Working data:
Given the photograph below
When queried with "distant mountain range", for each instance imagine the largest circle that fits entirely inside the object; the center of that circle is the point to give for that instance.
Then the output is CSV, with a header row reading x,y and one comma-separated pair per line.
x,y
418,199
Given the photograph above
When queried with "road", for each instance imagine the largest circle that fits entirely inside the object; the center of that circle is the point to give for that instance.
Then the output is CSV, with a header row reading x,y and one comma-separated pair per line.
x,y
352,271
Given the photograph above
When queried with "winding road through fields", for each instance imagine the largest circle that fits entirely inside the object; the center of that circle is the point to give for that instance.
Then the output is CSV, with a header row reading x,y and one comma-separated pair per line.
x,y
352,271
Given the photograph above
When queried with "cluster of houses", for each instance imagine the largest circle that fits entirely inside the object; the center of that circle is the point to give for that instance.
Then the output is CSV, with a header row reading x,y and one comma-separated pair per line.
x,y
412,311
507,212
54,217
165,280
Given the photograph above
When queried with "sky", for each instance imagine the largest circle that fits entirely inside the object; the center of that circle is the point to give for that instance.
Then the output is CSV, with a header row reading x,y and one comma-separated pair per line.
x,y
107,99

Task to carry out: Reproduce all of the records above, substituting "biggest circle" for every occurrence of "largest circle" and leaving everything else unchanged.

Output for this task:
Given the photograph below
When queried with "distant mountain range", for each instance imagine the biggest circle that fits entirely inside the object; the center of that circle is the point to give for that instance.
Then the output is CSV, with a header row reading x,y and one comma-separated pair per line.
x,y
418,199
Given the photograph above
When queried with "road", for each instance imagine the biggest circle that fits entirely inside the object; the center of that circle is the point to give for that instance.
Then the output is CSV, with a header row reading x,y and one comma-separated pair per line.
x,y
352,271
Given the photograph above
When queried with "winding road through fields", for each instance imagine the biggest circle that fits entirely inside the object; the center of that circle is the point to give for that instance.
Then the output is CSV, with a header row reading x,y and one comma-separated pair per line.
x,y
352,271
Given the photograph above
When queried with "cluster of houses", for each instance imagine the biggest circle that fits entirely inside the object; the center of that circle is the point to give for that instance.
Then the output is CSV, with a header row reading x,y and one comma-separated pair per line.
x,y
412,311
507,212
54,217
165,280
Given the photograph above
When queried with "sky", for each instance imagine the biggest circle that fits entirely inside the object; the center of that circle is the point to give for that instance.
Then the output is CSV, with a header row reading x,y and one comma-separated pair per line.
x,y
107,99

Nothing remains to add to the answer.